EXERCISE DATA>

================================

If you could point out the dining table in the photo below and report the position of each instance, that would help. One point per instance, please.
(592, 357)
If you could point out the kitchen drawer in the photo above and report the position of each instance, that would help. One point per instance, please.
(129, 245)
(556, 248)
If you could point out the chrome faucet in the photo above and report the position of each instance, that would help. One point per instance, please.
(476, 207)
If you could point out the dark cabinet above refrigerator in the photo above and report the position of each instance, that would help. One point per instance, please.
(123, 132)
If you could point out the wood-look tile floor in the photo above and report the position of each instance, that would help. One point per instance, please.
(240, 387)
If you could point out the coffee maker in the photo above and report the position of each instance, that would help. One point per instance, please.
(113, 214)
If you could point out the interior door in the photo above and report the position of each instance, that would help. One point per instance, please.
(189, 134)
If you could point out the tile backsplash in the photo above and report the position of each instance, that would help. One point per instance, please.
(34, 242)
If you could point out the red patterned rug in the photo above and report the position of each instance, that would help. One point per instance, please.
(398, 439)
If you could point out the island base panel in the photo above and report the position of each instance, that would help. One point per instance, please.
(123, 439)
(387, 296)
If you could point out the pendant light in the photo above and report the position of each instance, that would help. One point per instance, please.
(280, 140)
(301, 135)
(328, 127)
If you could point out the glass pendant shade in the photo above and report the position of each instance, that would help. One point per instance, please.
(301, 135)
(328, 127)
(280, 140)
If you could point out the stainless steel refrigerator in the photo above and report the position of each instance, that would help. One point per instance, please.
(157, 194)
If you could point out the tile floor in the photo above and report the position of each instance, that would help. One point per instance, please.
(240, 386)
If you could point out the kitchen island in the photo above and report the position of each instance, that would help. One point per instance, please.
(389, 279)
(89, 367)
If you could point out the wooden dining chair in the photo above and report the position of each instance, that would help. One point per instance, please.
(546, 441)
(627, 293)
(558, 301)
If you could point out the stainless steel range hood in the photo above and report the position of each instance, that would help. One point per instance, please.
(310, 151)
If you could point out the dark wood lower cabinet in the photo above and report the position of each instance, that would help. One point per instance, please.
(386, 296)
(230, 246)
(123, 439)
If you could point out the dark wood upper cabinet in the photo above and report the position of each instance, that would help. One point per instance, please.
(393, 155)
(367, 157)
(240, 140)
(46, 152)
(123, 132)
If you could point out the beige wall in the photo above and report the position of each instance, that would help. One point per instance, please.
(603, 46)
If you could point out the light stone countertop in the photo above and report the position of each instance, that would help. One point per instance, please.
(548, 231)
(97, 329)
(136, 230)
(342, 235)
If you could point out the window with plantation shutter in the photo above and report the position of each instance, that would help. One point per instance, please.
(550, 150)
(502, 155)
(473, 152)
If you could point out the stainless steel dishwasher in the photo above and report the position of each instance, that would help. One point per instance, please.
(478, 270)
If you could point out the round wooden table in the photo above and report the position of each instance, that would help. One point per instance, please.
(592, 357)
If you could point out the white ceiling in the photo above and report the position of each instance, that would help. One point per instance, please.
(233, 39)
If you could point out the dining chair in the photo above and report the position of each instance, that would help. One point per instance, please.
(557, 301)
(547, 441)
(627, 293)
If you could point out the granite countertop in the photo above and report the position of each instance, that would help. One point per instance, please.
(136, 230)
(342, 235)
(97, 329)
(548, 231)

================================

THE PROBLEM>
The lines beginning with the one that holds "If you could point out the granite" and ending with the last line of the data above are to be reproduced exactly, and nothing else.

RESULT FOR THIS EXERCISE>
If you could point out the granite countertop in the photo above and report the position of each instance, that would help. One point per instance, please.
(136, 230)
(342, 235)
(97, 329)
(548, 231)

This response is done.